--- DO THIS ---
Extend the write-up on the Plotly library, starting after its final sentence.

--- PAGE ---
## Start

John Kaspers - Assignment 3

## Visualization Techniques

In this assignment I use the plotly library. 

The Plotly Python library is an interactive, open-source plotting library that supports over 40 unique chart types covering a wide range of statistical, financial, geographic, scientific, and 3-dimensional use-cases. I chose Plotly because plotting scatter plots with Plotly is very easy.

Other libraries with similar capabilities include: Highcharts, Altair, Seaborn, Bokeh, Marvel, Matplotlib, and Storyline

Plotly pros & cons:

Pros: 
- Much more interactive & visually flexible than Matplotlib or Seaborn. 
- Make beautiful, interactive, exportable figures in just a few lines of code

Cons: 
- Confusing initial setup to use Plotly without an online account. 
- Out-of-date documentation and the large range of Plotly tools (Chart Studio, Express, etc.) make it hard to keep up.

![Screen%20Shot%202022-03-23%20at%202.19.19%20PM.png](attachment:Screen%20Shot%202022-03-23%20at%202.19.19%20PM.png)

![Screen%20Shot%202022-03-23%20at%202.19.55%20PM.png](attachment:Screen%20Shot%202022-03-23%20at%202.19.55%20PM.png)

The data I use can be found at:

https://www.baseball-reference.com/leagues/majors/2012-standard-batting.shtml#header

After navigating to 'Batting' for the desired year, in this case 2012, you can easily download the desired data by going to 'Export & Share'. 

The data use policy can be found at:

https://www.sports-reference.com/data_use.html



## Visualization Library

Plotly was founded by Alex Johnson, Jack Parmer, Chris Parmer, and Matthew Sundquist. The library was founded in Montreal, Quebec in 2012, and released in 2013. The Plotly JSON visualization schema is a complete **declarative** format for creating, saving, and sharing interactive, scientific charts.

At its core, Plotly is actually a JavaScript library.


Plotly is a free and open-source software, licensed under the MIT license.

## End

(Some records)
## Start

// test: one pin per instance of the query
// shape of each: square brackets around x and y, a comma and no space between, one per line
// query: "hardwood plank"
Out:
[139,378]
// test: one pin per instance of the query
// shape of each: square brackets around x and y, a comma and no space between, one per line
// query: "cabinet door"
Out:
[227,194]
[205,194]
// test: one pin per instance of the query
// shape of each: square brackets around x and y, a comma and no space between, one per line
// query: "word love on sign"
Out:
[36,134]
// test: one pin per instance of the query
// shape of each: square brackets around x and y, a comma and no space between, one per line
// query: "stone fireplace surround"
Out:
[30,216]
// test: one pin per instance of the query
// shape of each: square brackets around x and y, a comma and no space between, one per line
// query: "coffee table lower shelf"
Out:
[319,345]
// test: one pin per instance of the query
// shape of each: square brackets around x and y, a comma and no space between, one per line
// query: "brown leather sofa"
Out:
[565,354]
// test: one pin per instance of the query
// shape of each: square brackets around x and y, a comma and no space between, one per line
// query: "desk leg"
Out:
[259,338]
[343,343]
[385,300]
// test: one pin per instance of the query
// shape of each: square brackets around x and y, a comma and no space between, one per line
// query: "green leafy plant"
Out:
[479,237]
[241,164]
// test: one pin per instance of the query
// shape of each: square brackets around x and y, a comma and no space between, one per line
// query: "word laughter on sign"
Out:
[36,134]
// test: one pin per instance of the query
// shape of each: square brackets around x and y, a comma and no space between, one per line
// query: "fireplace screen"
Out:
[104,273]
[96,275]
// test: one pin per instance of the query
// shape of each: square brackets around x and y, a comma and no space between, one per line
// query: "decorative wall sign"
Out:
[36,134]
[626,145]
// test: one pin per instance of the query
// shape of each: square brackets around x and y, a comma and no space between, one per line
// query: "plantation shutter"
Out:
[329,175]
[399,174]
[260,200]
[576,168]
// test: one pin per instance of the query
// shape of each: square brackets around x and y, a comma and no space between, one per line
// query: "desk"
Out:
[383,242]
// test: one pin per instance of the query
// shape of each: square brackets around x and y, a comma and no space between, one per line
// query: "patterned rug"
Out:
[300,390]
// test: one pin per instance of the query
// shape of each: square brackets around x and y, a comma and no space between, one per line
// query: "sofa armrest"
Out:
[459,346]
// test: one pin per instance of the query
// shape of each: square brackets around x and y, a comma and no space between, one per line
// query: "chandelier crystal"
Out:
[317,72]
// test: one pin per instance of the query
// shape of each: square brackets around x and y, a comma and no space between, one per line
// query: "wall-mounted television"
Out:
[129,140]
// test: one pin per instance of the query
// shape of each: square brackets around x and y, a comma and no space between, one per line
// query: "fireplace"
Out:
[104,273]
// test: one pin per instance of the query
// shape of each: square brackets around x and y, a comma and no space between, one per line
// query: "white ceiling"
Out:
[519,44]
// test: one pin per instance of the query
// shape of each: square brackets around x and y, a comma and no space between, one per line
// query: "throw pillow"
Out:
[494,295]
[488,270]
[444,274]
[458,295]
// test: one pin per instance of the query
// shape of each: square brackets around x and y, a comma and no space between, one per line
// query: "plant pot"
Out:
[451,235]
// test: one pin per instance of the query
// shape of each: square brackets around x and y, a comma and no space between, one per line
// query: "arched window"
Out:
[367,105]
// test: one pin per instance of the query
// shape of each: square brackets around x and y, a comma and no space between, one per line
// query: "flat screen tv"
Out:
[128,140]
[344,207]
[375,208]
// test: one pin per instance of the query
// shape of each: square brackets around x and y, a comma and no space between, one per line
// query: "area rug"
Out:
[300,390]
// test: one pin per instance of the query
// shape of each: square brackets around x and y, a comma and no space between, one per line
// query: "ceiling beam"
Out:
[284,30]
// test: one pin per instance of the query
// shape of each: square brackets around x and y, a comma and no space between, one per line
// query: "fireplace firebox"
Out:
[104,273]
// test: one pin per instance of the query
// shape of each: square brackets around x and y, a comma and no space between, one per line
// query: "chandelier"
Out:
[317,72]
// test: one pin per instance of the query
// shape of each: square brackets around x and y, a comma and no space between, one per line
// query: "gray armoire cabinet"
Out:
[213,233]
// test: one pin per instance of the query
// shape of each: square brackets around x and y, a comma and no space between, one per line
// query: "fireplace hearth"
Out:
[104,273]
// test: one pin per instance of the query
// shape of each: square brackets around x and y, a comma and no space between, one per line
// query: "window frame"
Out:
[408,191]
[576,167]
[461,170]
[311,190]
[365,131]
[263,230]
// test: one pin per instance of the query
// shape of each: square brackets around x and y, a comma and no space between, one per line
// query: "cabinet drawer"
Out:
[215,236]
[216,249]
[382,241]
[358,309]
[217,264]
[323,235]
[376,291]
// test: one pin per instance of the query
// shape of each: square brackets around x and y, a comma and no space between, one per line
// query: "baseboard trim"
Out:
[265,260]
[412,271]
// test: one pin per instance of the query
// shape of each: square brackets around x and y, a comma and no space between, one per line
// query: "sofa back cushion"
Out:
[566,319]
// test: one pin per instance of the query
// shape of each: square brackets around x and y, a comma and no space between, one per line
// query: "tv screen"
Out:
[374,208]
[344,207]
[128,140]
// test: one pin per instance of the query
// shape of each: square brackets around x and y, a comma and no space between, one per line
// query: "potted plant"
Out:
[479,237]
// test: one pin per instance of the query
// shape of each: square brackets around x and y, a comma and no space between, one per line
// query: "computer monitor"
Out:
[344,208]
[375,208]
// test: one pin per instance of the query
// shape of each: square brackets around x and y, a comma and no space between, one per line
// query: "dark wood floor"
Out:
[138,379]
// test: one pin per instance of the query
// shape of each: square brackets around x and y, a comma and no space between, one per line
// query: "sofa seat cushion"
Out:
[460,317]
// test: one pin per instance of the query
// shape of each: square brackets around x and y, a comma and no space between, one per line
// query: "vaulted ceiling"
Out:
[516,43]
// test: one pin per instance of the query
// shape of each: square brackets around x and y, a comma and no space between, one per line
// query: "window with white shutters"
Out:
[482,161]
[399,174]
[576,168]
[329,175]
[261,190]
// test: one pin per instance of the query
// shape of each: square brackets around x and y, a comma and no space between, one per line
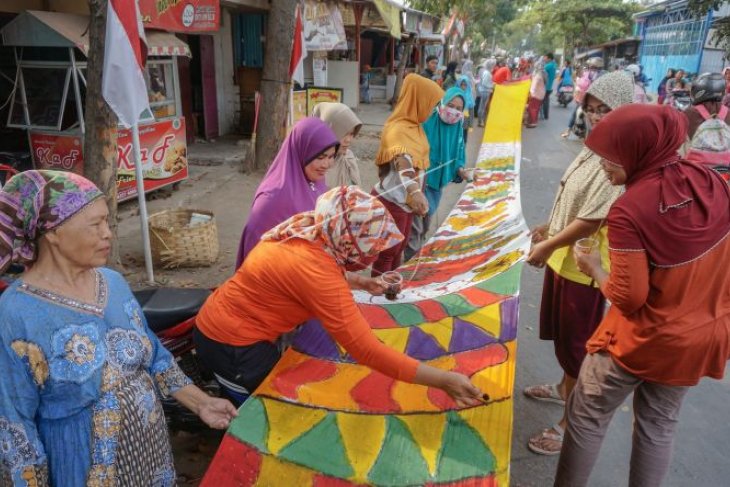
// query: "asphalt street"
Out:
[700,459]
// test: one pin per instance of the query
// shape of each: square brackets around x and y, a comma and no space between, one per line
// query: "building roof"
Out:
[34,28]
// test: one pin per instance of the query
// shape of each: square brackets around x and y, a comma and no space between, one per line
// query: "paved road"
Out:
[700,459]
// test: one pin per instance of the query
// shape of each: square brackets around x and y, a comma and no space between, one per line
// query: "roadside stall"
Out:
[50,90]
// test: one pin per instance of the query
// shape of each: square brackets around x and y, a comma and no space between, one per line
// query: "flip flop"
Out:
[536,443]
[544,392]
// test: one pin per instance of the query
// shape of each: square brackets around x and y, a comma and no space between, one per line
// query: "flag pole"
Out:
[142,204]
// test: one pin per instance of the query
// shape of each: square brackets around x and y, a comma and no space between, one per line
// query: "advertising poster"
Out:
[318,95]
[179,16]
[57,152]
[164,157]
[323,27]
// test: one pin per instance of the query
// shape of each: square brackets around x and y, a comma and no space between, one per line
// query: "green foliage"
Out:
[485,20]
[543,25]
[721,37]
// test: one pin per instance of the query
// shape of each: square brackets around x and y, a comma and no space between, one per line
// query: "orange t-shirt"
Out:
[668,325]
[282,284]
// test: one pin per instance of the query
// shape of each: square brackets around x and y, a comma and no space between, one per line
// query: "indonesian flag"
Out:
[298,50]
[125,53]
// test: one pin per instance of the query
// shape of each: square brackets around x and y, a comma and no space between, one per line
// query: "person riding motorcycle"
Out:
[707,90]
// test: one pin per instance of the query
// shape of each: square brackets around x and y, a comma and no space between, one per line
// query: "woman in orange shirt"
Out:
[297,272]
[669,323]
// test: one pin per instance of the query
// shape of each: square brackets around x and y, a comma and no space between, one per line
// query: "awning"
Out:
[34,28]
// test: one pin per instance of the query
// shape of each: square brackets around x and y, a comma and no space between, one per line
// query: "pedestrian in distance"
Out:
[345,124]
[572,306]
[402,160]
[447,157]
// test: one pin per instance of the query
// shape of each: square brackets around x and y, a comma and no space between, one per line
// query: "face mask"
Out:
[450,115]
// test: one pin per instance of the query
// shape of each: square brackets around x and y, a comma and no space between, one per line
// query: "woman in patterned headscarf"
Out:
[572,305]
[297,273]
[81,370]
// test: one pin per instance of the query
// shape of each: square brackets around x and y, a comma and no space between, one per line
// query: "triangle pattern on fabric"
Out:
[291,422]
[428,432]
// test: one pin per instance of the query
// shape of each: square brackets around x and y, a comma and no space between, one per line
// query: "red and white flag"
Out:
[125,54]
[298,50]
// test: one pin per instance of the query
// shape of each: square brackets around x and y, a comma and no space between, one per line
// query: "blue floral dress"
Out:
[79,389]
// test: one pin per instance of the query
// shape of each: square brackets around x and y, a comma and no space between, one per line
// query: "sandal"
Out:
[545,392]
[549,442]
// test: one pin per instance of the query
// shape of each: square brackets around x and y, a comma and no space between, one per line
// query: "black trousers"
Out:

## End

--- TASK RESULT ---
INSTALLATION - note: plotly does not come built-in with Python

To install:

plotly may be installed using pip:

$ pip install plotly==5.6.0

or conda:

$ conda install -c plotly plotly=5.6.0


Plotly's website: https://plot.ly/python/

Note: Plotly Offline is used when you want to host locally on your own computer. This is the approach I take, as it is easier.

- Command to create plot in Jupyter Notebook: plotly.offline.iplot()
- Command to create standalone HTML: plotly.offline.plot()

Installing Plotly Online (which you use if you want to host graphs in plotly account):

- Requires you make an account to run
- Set up an account at plot.ly
- Acquire a User ID and API keys
- Sign keys into the account

WHY PLOTLY?


- Plotly has hover tool capabilities
- It is visually attractive and can be accepted by a wide range of audiences
- It allows for endless customization of your graphs, making plots more meaningful and understandable for others

There are three main modules in Plotly:

- plotly.plotly
- plotly.graph.objects
- plotly.tools



plotly.plotly is the interface between the local machine and Plotly. It contains functions that require a response from Plotly's server.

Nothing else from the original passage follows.